Objective 1: Summarize the 1DX vs D4 thread in two sentences.
Objective 2:
Answer each question from the 1DX vs D4 thread.
(a) What error did Bombsight get when trying to open the review?
(b) Who said the blog link posted by rol11 worked?
(c) Up to what ISO does JR think the D4 might be a touch cleaner?
Objective 3: Carry the 1DX vs D4 thread forward from its final post.

# 1DX vs D4



## Canon94 (Jul 22, 2012)

just found this review:

http://xerodigital.ca/canon-1dx-nikon-d4/


----------



## TotoEC (Jul 22, 2012)

Wow . . .


----------



## mjbehnke (Jul 22, 2012)

Great Review. I like the real world Head to Head stuff, it is more realistic than a bunch of numbers (DxO) that don't mean anything. 

Thanks for posting the link.


----------



## Bombsight (Jul 22, 2012)

What did it say? 
... cant read it: 
Forbidden

You don't have permission to access /index.php on this server.

Additionally, a 403 Forbidden error was encountered while trying to use an ErrorDocument to handle the request.

Apache Server at xerodigital.ca Port 80


----------



## R1-7D (Jul 22, 2012)

Can't view it either.


----------



## rol11 (Jul 22, 2012)

that should help http://xerodigital.ca/blog/


----------



## rol11 (Jul 22, 2012)

That's not work either....interesting. Anyway - write that link on google and you'll be there


----------



## Wrathwilde (Jul 22, 2012)

rol11 said:


> that should help http://xerodigital.ca/blog/



This Link worked for me.


----------



## DHaass (Jul 22, 2012)

Neither of these links worked.


----------



## JEAraman (Jul 22, 2012)

I'm still surprised they picked the D4 as the better high ISO ... :S


----------



## JR (Jul 23, 2012)

JEAraman said:


> I'm still surprised they picked the D4 as the better high ISO ... :S



Having used both, my humble opinion would be the the D4 might a touch cleaner (1/3 of a stop or 1/2 stop at most) all the way to ISO 6400. Then from ISO 6400 onward, it seems the 1DX is better. For the first time I shot some ISO 16,000 this week-end with the 1DX and they were actually very usable!!!

Material supplied:
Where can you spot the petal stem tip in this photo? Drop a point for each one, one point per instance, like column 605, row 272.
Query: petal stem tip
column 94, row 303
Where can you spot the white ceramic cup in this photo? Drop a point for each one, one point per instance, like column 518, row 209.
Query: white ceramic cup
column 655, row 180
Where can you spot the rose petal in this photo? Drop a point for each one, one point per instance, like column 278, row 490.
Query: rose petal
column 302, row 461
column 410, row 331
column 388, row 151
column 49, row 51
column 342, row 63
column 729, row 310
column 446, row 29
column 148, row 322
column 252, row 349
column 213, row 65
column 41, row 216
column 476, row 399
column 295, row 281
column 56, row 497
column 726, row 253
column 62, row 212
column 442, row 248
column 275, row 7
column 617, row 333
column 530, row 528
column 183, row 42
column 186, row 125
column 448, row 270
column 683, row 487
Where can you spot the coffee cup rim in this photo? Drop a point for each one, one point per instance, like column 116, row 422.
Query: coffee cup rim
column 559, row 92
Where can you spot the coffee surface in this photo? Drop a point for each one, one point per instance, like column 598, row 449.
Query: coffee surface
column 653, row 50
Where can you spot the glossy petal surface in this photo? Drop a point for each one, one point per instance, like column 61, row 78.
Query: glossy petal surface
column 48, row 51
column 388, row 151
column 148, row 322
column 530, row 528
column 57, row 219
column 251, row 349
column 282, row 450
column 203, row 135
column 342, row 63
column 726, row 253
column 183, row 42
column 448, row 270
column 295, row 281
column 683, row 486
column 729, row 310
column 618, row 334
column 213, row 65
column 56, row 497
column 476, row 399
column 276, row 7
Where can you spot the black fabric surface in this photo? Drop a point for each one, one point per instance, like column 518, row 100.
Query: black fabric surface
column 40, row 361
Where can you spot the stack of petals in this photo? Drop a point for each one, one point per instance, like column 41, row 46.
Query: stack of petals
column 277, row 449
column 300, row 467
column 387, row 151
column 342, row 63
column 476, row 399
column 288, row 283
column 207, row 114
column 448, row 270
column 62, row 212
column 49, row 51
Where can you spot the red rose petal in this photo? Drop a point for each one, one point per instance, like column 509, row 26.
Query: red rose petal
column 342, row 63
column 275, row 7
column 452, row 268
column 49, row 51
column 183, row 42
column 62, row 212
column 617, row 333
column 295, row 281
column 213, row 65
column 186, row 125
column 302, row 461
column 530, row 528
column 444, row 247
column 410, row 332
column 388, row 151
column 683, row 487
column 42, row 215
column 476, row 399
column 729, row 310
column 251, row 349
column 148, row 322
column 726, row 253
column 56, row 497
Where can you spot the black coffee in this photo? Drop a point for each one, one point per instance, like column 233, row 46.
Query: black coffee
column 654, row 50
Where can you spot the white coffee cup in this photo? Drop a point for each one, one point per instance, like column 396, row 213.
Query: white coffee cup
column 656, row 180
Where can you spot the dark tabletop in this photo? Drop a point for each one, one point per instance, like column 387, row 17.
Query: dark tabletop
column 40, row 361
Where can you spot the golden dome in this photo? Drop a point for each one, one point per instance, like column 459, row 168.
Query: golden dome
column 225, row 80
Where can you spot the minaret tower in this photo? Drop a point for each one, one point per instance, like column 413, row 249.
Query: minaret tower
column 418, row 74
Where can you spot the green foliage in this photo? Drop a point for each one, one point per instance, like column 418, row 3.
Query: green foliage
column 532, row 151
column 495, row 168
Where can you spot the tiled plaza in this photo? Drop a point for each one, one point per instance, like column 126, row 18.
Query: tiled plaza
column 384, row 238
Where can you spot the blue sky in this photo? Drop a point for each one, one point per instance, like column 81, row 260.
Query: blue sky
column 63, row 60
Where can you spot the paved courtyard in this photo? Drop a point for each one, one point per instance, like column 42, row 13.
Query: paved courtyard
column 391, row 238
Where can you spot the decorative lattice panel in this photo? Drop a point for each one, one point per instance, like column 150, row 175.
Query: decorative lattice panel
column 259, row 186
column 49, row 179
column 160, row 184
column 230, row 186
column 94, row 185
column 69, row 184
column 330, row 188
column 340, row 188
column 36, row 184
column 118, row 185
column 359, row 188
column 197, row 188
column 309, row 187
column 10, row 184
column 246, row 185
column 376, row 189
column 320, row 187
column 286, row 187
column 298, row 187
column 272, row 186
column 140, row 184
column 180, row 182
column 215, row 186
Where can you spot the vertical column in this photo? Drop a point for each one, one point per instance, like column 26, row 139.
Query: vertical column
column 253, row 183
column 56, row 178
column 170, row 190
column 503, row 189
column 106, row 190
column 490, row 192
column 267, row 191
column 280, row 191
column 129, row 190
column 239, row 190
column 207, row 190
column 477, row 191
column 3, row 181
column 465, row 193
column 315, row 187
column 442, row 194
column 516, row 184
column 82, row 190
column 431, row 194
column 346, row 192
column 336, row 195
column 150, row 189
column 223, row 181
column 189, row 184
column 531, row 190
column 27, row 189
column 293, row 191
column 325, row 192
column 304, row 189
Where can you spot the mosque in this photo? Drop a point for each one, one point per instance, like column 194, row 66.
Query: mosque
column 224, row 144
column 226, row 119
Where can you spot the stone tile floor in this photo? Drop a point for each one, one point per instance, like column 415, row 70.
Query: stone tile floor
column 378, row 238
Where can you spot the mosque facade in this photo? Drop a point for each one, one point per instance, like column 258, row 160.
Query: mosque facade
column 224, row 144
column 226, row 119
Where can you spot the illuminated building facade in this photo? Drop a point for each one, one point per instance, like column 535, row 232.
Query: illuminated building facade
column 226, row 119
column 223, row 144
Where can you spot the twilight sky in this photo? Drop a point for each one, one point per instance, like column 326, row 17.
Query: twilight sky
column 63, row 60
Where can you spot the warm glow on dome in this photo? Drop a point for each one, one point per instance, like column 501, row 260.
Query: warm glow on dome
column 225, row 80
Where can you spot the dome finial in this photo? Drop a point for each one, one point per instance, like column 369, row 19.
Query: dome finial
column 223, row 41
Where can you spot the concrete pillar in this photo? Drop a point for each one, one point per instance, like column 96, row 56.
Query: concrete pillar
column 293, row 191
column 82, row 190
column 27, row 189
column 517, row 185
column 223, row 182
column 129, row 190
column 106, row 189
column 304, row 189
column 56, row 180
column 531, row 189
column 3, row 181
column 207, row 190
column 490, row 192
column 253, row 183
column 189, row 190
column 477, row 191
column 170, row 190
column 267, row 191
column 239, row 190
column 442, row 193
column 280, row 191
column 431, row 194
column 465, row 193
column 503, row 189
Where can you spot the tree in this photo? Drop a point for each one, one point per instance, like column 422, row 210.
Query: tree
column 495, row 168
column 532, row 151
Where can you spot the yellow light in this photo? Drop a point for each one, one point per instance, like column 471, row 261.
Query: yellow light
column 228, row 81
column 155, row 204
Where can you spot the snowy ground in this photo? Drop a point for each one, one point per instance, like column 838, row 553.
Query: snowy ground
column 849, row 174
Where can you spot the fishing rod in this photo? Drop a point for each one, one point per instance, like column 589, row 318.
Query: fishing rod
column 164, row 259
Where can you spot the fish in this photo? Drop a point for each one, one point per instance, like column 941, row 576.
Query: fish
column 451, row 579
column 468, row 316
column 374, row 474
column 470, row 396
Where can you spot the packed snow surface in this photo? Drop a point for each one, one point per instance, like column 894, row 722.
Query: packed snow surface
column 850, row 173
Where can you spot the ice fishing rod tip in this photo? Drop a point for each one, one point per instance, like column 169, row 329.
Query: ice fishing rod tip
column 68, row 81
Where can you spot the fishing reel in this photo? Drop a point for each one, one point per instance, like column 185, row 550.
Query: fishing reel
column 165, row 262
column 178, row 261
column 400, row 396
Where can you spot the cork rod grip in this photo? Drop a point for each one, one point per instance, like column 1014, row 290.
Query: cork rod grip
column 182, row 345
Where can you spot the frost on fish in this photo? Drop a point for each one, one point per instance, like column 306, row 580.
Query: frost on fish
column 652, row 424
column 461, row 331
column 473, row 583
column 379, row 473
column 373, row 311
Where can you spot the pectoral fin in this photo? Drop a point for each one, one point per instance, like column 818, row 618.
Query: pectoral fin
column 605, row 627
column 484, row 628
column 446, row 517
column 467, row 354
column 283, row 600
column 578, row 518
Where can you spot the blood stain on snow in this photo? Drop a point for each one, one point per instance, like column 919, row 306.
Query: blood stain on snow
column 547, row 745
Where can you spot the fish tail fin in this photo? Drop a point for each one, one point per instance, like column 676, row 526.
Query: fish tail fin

Exercise output 1: A poster shares a link to a 1DX versus D4 review, which one reader praises for real-world head-to-head testing, while others get a 403 Forbidden error or report that the suggested alternate link also fails. After one poster says he is surprised that the review picked the D4 as better at high ISO, another, who has used both cameras, says the D4 may be slightly cleaner up to ISO 6400 but the 1DX seems better above that, and his ISO 16,000 shots were very usable.

Exercise output 2:
(a) A 403 Forbidden error.
(b) Wrathwilde.
(c) ISO 6400.

Exercise output 3:
----------



## JEAraman (Jul 23, 2012)

JR said:


> JEAraman said:
> 
> 
> > I'm still surprised they picked the D4 as the better high ISO ... :S
> ...



I haven't had the chance to try the D4..yet. but I'm starting to believe that this is the case.


----------



## drjlo (Jul 24, 2012)

A little disappointed to see how much cleaner D4 looks when pushed 3 stops over 1Dx. On the other hand, it's shocking to see 1Dx AF is "3 times faster" than D4, especially considering they were using 85L, which is not a AF speed demon by any stretch. That higher battery voltage must really push the AF well..


----------



## nightbreath (Jul 25, 2012)

drjlo said:


> A little disappointed to see how much cleaner D4 looks when pushed 3 stops over 1Dx. On the other hand, it's shocking to see 1Dx AF is "3 times faster" than D4, especially considering they were using 85L, which is not a AF speed demon by any stretch. That higher battery voltage must really push the AF well..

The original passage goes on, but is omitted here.